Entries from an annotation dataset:
··········
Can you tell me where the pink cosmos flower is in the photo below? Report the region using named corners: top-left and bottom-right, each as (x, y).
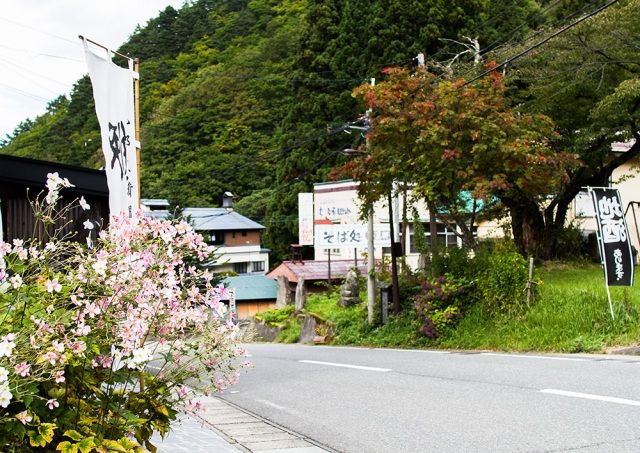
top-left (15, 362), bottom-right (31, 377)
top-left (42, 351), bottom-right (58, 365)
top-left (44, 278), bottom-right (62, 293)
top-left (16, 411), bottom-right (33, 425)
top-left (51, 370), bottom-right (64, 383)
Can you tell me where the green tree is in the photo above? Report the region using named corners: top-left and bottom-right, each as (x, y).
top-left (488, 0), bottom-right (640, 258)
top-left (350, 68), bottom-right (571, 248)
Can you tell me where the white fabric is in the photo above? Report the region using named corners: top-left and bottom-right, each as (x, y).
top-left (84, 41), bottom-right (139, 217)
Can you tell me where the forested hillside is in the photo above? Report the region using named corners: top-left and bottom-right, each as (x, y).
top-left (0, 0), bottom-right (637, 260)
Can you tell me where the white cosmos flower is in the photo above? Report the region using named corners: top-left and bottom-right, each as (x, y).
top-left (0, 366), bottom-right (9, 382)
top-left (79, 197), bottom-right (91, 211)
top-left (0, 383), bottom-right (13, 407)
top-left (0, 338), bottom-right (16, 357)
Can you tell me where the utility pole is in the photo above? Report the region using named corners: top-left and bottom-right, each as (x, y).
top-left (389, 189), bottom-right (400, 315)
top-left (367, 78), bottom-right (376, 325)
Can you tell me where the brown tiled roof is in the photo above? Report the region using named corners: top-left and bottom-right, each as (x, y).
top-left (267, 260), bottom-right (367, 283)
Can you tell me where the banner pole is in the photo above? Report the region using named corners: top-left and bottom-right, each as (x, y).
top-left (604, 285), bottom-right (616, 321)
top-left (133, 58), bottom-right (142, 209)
··········
● Task
Copy out all of the material above, swapping "cosmos flower" for "daisy" wherever it shows up and keeping everything else the same. Leave the pictures out.

● Finished task
Can you tell me where the pink daisy is in the photo below? Report the region using named corners: top-left and bottom-right, each as (x, y).
top-left (15, 362), bottom-right (31, 377)
top-left (42, 351), bottom-right (58, 365)
top-left (44, 278), bottom-right (62, 293)
top-left (16, 411), bottom-right (33, 425)
top-left (51, 370), bottom-right (64, 383)
Can you tell me where the green tree is in the photo above? Report the region using named corners: top-left and bottom-right, each as (x, y).
top-left (488, 0), bottom-right (640, 258)
top-left (350, 68), bottom-right (571, 248)
Can you tell me where the white fabric is in the photo above? Report the region using named corners: top-left and bottom-right, each as (x, y).
top-left (84, 41), bottom-right (139, 217)
Can you tell me where the forested hillside is in the photo above? Report the region using named corners: top-left and bottom-right, each as (x, y).
top-left (0, 0), bottom-right (637, 260)
Can you tell me where the white daisy is in the photo above? Report the region using named corners: top-left and bottom-right, each as (x, y).
top-left (0, 366), bottom-right (9, 382)
top-left (79, 197), bottom-right (91, 211)
top-left (0, 383), bottom-right (13, 407)
top-left (0, 338), bottom-right (16, 357)
Can you tell me where the utility pole is in the photo above? Report the region using named corners: top-left and bottom-right, each as (x, y).
top-left (389, 189), bottom-right (400, 315)
top-left (367, 78), bottom-right (376, 325)
Can you tell me where the brown tiled roof is in the photo above? Report the region using named corners: top-left and bottom-right, each as (x, y).
top-left (267, 260), bottom-right (367, 283)
Can you tell me where the banner pole is in the photo above? Report the region using named corners: top-left and bottom-right, each as (x, y).
top-left (604, 285), bottom-right (616, 321)
top-left (133, 58), bottom-right (142, 209)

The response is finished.